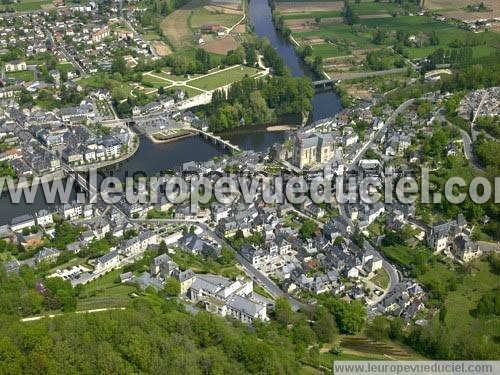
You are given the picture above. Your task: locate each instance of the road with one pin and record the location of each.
(394, 275)
(348, 76)
(93, 311)
(131, 28)
(472, 130)
(256, 275)
(390, 121)
(68, 55)
(468, 151)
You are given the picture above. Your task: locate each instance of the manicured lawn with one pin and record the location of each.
(223, 78)
(459, 303)
(189, 90)
(105, 292)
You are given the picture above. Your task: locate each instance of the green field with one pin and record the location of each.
(381, 279)
(223, 78)
(339, 32)
(320, 14)
(201, 16)
(367, 8)
(459, 303)
(329, 50)
(26, 6)
(190, 91)
(25, 75)
(65, 67)
(487, 43)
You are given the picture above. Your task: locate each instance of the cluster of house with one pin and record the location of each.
(454, 239)
(405, 300)
(22, 30)
(34, 143)
(23, 152)
(216, 294)
(482, 103)
(91, 43)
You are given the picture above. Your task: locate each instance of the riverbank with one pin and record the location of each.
(37, 180)
(134, 147)
(185, 133)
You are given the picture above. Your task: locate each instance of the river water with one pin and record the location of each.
(152, 158)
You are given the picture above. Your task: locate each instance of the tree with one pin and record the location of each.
(325, 327)
(283, 311)
(302, 334)
(308, 229)
(118, 65)
(350, 17)
(172, 287)
(349, 316)
(227, 256)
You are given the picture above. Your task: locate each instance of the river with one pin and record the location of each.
(152, 157)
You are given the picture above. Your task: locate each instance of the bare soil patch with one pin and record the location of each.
(456, 8)
(161, 48)
(175, 26)
(221, 46)
(221, 9)
(309, 6)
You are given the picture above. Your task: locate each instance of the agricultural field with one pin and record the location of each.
(181, 28)
(199, 83)
(26, 75)
(458, 8)
(28, 5)
(223, 78)
(203, 16)
(342, 47)
(309, 6)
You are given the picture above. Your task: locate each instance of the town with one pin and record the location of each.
(108, 86)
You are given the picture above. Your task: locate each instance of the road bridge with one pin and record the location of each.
(217, 140)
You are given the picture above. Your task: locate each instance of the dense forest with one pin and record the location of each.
(259, 101)
(155, 334)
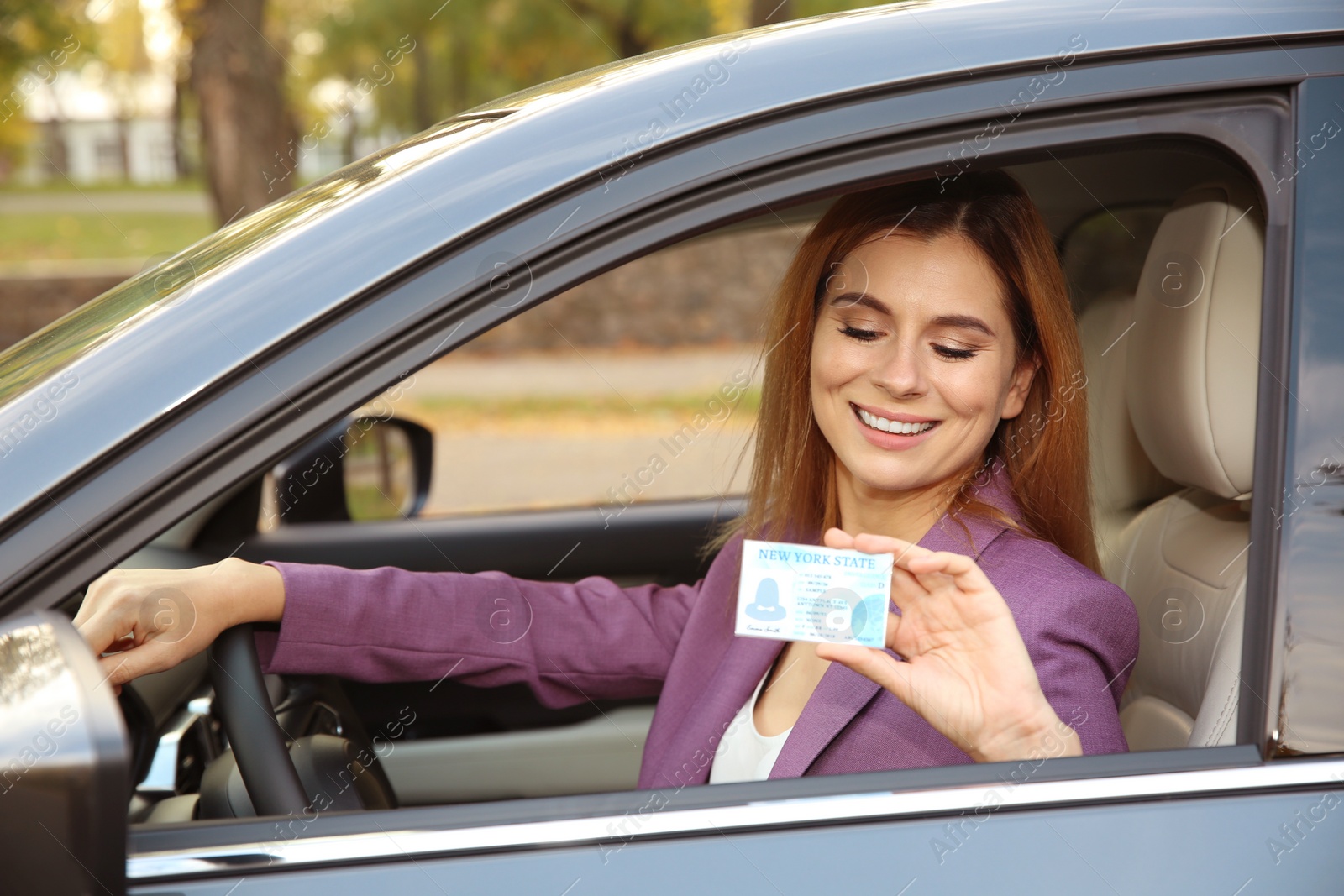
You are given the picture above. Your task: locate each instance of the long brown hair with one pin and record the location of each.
(1043, 450)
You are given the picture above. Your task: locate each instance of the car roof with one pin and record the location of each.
(245, 289)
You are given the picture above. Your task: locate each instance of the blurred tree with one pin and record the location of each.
(237, 76)
(37, 39)
(459, 54)
(121, 43)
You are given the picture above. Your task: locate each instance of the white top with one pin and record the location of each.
(745, 754)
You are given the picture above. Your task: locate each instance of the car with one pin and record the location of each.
(1186, 156)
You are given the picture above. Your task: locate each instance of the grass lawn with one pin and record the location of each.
(50, 235)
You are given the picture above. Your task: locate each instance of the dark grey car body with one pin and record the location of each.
(199, 375)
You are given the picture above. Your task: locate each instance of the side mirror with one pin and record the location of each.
(365, 469)
(65, 763)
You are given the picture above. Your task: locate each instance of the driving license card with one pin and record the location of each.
(806, 593)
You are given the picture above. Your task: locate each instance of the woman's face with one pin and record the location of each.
(913, 362)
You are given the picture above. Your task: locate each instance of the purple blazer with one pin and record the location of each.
(591, 638)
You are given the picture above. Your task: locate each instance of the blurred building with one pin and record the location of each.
(92, 128)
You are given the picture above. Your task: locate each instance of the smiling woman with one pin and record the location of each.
(938, 318)
(911, 333)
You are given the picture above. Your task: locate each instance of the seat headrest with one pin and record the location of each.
(1194, 354)
(1122, 476)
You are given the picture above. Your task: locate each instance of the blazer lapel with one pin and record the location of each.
(843, 694)
(691, 752)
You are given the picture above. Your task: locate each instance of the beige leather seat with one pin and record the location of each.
(1124, 481)
(1189, 369)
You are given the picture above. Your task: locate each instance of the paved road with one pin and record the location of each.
(555, 463)
(589, 371)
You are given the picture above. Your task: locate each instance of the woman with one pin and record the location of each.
(921, 398)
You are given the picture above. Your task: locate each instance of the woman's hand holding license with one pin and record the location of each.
(965, 669)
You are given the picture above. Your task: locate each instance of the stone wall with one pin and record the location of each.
(30, 302)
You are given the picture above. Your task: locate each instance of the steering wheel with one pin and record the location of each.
(249, 719)
(273, 774)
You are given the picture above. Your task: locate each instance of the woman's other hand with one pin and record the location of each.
(152, 620)
(967, 671)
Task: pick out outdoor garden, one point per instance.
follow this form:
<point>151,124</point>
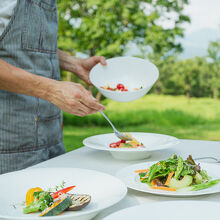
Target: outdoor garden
<point>184,102</point>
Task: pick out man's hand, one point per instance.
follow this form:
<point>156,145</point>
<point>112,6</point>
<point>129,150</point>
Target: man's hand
<point>74,99</point>
<point>81,67</point>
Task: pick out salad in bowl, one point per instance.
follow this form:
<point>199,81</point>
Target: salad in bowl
<point>175,173</point>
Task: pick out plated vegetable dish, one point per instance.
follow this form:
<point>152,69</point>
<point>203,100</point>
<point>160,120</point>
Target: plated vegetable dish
<point>126,144</point>
<point>119,87</point>
<point>52,204</point>
<point>174,174</point>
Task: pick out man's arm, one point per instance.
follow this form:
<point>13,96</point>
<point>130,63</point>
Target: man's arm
<point>69,97</point>
<point>81,67</point>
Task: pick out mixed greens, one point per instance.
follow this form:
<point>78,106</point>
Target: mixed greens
<point>175,173</point>
<point>54,203</point>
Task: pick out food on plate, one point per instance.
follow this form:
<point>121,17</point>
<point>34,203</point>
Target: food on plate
<point>52,204</point>
<point>78,201</point>
<point>119,87</point>
<point>30,194</point>
<point>58,206</point>
<point>126,144</point>
<point>175,173</point>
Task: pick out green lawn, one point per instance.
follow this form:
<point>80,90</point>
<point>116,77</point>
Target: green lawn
<point>197,118</point>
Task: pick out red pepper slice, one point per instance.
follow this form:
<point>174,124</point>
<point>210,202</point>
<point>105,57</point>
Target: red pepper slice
<point>62,191</point>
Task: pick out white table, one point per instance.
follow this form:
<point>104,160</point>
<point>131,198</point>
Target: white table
<point>102,161</point>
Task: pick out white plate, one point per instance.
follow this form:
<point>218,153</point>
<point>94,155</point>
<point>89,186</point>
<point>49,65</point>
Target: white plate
<point>181,210</point>
<point>105,191</point>
<point>133,72</point>
<point>151,141</point>
<point>132,180</point>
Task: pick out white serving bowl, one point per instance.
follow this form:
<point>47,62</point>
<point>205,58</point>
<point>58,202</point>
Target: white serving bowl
<point>151,141</point>
<point>132,72</point>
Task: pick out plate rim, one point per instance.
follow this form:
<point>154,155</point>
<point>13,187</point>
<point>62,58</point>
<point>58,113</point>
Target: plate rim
<point>175,141</point>
<point>157,203</point>
<point>96,210</point>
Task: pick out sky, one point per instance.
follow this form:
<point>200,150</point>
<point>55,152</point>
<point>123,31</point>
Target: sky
<point>203,14</point>
<point>204,27</point>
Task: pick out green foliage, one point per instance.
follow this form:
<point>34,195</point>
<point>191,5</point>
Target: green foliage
<point>105,27</point>
<point>197,119</point>
<point>214,56</point>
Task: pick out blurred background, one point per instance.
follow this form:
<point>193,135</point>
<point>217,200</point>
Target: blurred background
<point>181,37</point>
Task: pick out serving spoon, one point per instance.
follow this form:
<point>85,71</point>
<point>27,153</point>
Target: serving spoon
<point>120,135</point>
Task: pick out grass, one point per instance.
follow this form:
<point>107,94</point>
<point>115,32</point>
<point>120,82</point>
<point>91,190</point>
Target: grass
<point>197,118</point>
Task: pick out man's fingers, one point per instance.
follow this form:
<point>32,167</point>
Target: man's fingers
<point>89,101</point>
<point>103,61</point>
<point>100,59</point>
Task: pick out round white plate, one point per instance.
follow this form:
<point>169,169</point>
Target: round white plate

YOUR TASK> Return an exact transcription of the material, with its pictures left out.

RESULT OF THE EXERCISE>
You are given the picture above. Your task: locate each instance of the road with one pin and record the location of each.
(394, 275)
(348, 76)
(93, 311)
(131, 28)
(472, 130)
(256, 275)
(390, 121)
(68, 55)
(468, 151)
You are given the picture above. Your task: locate each instance of the manicured lawn with one pin and record the location of each.
(223, 78)
(459, 303)
(189, 90)
(105, 292)
You are given the picture above. Your task: locate each instance of the green field with one pin and record the location of each.
(381, 279)
(223, 78)
(339, 32)
(320, 14)
(201, 16)
(367, 8)
(459, 303)
(329, 50)
(26, 6)
(190, 91)
(25, 75)
(65, 67)
(487, 43)
You are given the picture above. Your task: locate each instance of the cluster of house with one pin and record the location of each.
(454, 239)
(405, 300)
(22, 30)
(34, 143)
(23, 152)
(216, 294)
(482, 103)
(91, 43)
You are given the picture above. Your task: locate each instance of the riverbank with one pin and record the location of each.
(37, 180)
(134, 147)
(185, 133)
You are given the picture above. Your task: locate each instance of the river water with one pin and record the location of each.
(152, 158)
You are given the picture above. Your task: locate each instance of the tree with one pin and record the location of each.
(325, 327)
(283, 311)
(302, 334)
(308, 229)
(118, 65)
(350, 17)
(172, 287)
(349, 316)
(227, 256)
You are given the picture above. Your task: locate each instance of the river with one pin and record the location of each.
(152, 157)
You are given the picture above. Your task: locate each instance of the bare soil patch with one pin and record the location of each.
(456, 8)
(161, 48)
(175, 26)
(221, 46)
(221, 9)
(309, 6)
You are given the picture above. Your task: locate each instance of the agricultural field with one pin and record the location of each.
(181, 28)
(199, 83)
(26, 75)
(458, 8)
(28, 5)
(223, 78)
(203, 16)
(342, 47)
(309, 6)
You are given the picture above. Your task: locate each instance of the town with one pin and record the location of each.
(108, 86)
You are given the picture above. Your task: locate each instance of the road bridge with one pin and record the location of each.
(217, 140)
You are given the picture above. Your task: locate each instance of the dense forest with one pin and record the location of each.
(259, 101)
(155, 334)
You are given the picture above. Your task: locate each instance of the long brown hair with one pin and record the location of each.
(1043, 450)
You are given the picture above. Your task: locate each instance of the car roof with one pin and record the location of each.
(245, 289)
You are given the picture above. Your task: locate each instance of the blurred tree with one pin and record the location of each.
(237, 76)
(37, 39)
(459, 54)
(121, 43)
You are given the picture above. Your task: locate each instance of the white top with one pin and record the location of each.
(745, 754)
You are given the picture above. Your task: locate each instance of the car with one pin and record the location of each.
(1186, 156)
You are given the picture above. Your task: locate each instance of the grass lawn with one pin and record the location of each.
(50, 235)
You are given the picture above. Your task: locate each instance of the dark grey car body with one pin and record the location of each.
(199, 375)
You are given the picture above. Your task: locate each instance of the side mirror with one pin and record the location of each.
(365, 469)
(65, 763)
You are given the picture above. Your task: locate each instance of the driving license card with one pin and record the location of each.
(806, 593)
You are given the picture above. Your task: locate each instance of the woman's face with one pin and record the location of each.
(913, 362)
You are given the picture above. Your task: locate each instance of the purple blazer with one pin and record the location of each.
(591, 638)
You are given the picture above. Your task: locate each instance of the blurred building with one pin and record the location of each.
(92, 128)
You are given the picture above. Your task: locate each instance of the smiling woman with one pin and record the location of each.
(938, 318)
(911, 333)
You are given the picture above. Your task: locate each instance of the seat headrest with one pin and record the location of each.
(1194, 354)
(1122, 476)
You are given the picture above. Your task: locate each instance of the blazer lapel with one pin and record the location of each.
(843, 694)
(691, 752)
You are given the picture above. Your task: locate each instance of the beige leather seat with one pin and record the location of each.
(1124, 481)
(1189, 369)
You are given the picture above. Your task: locate each instance of the paved road with one pin and record the location of each.
(555, 463)
(589, 371)
You are given the picture above. Your task: locate each instance of the woman with one pin and record the location of each.
(921, 398)
You are given the picture above. Your task: locate each instance of the woman's hand holding license with one pin and record the location of each.
(965, 669)
You are given the picture above. Your task: locate each instance of the stone wall with one pin and record the location of each.
(30, 302)
You are given the picture above. Your task: locate each instance of the steering wheel with one pin and record the location of each.
(249, 719)
(273, 774)
You are given the picture above. Your task: locate each instance of the woman's other hand with one pin and record the location of each.
(152, 620)
(967, 671)
Task: pick out outdoor garden, one point per instance.
follow this form:
<point>151,124</point>
Target: outdoor garden
<point>184,102</point>
Task: pick out man's hand, one point per instance.
follow this form:
<point>156,145</point>
<point>112,6</point>
<point>129,150</point>
Target: man's hand
<point>74,99</point>
<point>81,67</point>
Task: pick out salad in bowl, one point per instance.
follow this form:
<point>199,81</point>
Target: salad in bowl
<point>175,173</point>
Task: pick out plated vegetable dish, one point per instance.
follow this form:
<point>152,69</point>
<point>203,100</point>
<point>160,120</point>
Target: plated vegetable dish
<point>126,144</point>
<point>119,87</point>
<point>52,204</point>
<point>174,174</point>
Task: pick out man's arm, one point per instance.
follow this form:
<point>13,96</point>
<point>130,63</point>
Target: man's arm
<point>69,97</point>
<point>81,67</point>
Task: pick out mixed greens, one point per instance.
follow this form:
<point>78,106</point>
Target: mixed greens
<point>175,173</point>
<point>54,203</point>
Task: pick out food on plate, one point per instance.
follow this form:
<point>121,17</point>
<point>34,203</point>
Target: food on plate
<point>52,204</point>
<point>78,201</point>
<point>119,87</point>
<point>30,194</point>
<point>58,206</point>
<point>126,144</point>
<point>175,173</point>
Task: pick out green lawn, one point per instance.
follow this form:
<point>80,90</point>
<point>116,77</point>
Target: green lawn
<point>197,118</point>
Task: pick out red pepper slice, one point per instance.
follow this form:
<point>174,124</point>
<point>210,202</point>
<point>105,57</point>
Target: red pepper slice
<point>62,191</point>
Task: pick out white table, one point per instance.
follow this form:
<point>104,160</point>
<point>131,198</point>
Target: white table
<point>102,161</point>
Task: pick out white plate, one point per instance.
follow this form:
<point>218,153</point>
<point>94,155</point>
<point>89,186</point>
<point>49,65</point>
Target: white plate
<point>181,210</point>
<point>105,191</point>
<point>133,72</point>
<point>151,141</point>
<point>132,180</point>
Task: pick out white serving bowl, one point per instance.
follow this form:
<point>47,62</point>
<point>205,58</point>
<point>58,202</point>
Target: white serving bowl
<point>151,141</point>
<point>132,72</point>
Task: pick out plate rim, one point per instance.
follow this form:
<point>154,155</point>
<point>13,187</point>
<point>62,58</point>
<point>58,113</point>
Target: plate rim
<point>175,141</point>
<point>157,203</point>
<point>96,210</point>
Task: pick out sky, one point per instance.
follow this form:
<point>200,150</point>
<point>55,152</point>
<point>123,31</point>
Target: sky
<point>203,14</point>
<point>204,27</point>
Task: pick out green foliage, one point per instance.
follow this form:
<point>34,195</point>
<point>191,5</point>
Target: green foliage
<point>105,27</point>
<point>197,119</point>
<point>214,56</point>
Task: pick out blurred background, one point per instance.
follow this form:
<point>193,135</point>
<point>217,200</point>
Target: blurred background
<point>181,37</point>
Task: pick out serving spoon, one point per instance.
follow this form:
<point>85,71</point>
<point>27,153</point>
Target: serving spoon
<point>120,135</point>
Task: pick out grass, one point per instance.
follow this form:
<point>107,94</point>
<point>115,32</point>
<point>120,82</point>
<point>91,190</point>
Target: grass
<point>197,118</point>
Task: pick out man's fingers, one point per instance.
follow this form:
<point>32,167</point>
Target: man's fingers
<point>89,101</point>
<point>103,61</point>
<point>100,59</point>
Task: pick out round white plate, one point per instance.
follow this form:
<point>169,169</point>
Target: round white plate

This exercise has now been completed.